* TEXTO PROPORCIONADO
---+---
Me he propuesto, acompañado de los dibujos de Wyngaerde tan hermosamente impresos y tan bien estudiados por Pedro Miguel Ibáñez1, darme un garbeo por los observatorios desde donde supuestamente se tomaron, para después internarme por el entramado de calles y apreciar de cerca los edificios religiosos que el dibujante plasmó de lejos.
Es emocionante tener ante nuestros ojos lo que otros ojos sutiles contemplaron en 1565. Wyngaerde dibujó la fachada oriental del palacio episcopal. Era entonces bastante diferente a la que conocíamos. Pues bien, en 2001 se procedió a desprender el enlucido que la cubría. ¡Y debajo aparecieron las ventanas góticas de Wyngaerde!
---+---
* DATOS PROPORCIONADOS

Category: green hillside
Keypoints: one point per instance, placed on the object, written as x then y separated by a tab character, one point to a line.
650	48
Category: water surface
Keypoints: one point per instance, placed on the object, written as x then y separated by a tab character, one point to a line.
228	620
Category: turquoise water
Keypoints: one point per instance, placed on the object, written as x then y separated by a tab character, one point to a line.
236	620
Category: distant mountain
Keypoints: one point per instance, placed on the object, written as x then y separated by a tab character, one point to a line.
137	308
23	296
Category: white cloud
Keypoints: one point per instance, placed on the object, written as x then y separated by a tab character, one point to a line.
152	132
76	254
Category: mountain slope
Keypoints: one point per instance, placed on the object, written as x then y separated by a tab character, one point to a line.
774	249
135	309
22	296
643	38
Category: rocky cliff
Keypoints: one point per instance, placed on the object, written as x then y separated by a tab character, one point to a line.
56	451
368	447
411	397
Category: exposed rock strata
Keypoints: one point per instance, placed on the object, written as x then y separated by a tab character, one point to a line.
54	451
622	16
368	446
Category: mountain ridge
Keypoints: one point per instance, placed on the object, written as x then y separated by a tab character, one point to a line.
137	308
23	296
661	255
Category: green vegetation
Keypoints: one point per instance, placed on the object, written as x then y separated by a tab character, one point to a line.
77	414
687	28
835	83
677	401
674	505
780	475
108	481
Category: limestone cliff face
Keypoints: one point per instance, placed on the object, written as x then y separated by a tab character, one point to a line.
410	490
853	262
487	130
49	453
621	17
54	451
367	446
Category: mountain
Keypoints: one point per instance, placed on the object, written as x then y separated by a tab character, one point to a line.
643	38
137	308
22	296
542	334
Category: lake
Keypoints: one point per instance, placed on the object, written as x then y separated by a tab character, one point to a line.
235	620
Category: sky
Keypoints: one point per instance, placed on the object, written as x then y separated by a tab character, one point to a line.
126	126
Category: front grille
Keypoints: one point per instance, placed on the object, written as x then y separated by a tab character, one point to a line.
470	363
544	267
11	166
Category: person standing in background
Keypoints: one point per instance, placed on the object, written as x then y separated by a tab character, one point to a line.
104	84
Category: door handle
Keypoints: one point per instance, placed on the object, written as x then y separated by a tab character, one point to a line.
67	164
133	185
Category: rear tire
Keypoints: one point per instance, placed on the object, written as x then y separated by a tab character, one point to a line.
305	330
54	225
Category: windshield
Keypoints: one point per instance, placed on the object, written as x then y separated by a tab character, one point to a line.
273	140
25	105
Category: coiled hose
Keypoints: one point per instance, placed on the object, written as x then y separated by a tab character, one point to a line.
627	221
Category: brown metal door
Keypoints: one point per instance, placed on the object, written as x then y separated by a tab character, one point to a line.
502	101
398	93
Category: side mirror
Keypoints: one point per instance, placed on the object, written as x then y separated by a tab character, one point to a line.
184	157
---+---
* REQUISITOS
• A. Conteste brevemente, con base en el texto sobre los dibujos de Wyngaerde, cada una de estas preguntas:
(i) ¿Quién estudió los dibujos de Wyngaerde?
(ii) ¿Qué fachada del palacio episcopal dibujó Wyngaerde?
(iii) ¿Qué apareció en 2001 al desprender el enlucido de esa fachada?
• B. Reanude el texto sobre los dibujos de Wyngaerde a partir de su última oración.
Las entradas constituyen un material independiente del texto sobre los dibujos de Wyngaerde.

* RESULTADOS EN ORDEN
• A.
(i) Pedro Miguel Ibáñez.
(ii) La fachada oriental.
(iii) Las ventanas góticas de Wyngaerde.

• B.
Reconozco inmediatamente el entorno, los cerros y los ríos, el caserío erizado de campanarios de la Cuenca alta. Poco ha cambiado en su esencia la estructura urbana desde las extraordinarias panorámicas que Wyngaerde trazó minuciosamente. La geología que subyace es lo que da forma al cuerpo escalonado y amontonado como una piña larga y lo que determina la composición urbanística. Aunque muchos templos ya no sean los mismos, otros posteriores están en el mismo sitio y se capta del mismo modo el poderío secular de la Iglesia.
En la vista occidental de Wyngaerde destacan en primer plano cerca de la Fuensanta el convento de la Merced, un humilladero y la ermita de San Toribio. Ya no existen.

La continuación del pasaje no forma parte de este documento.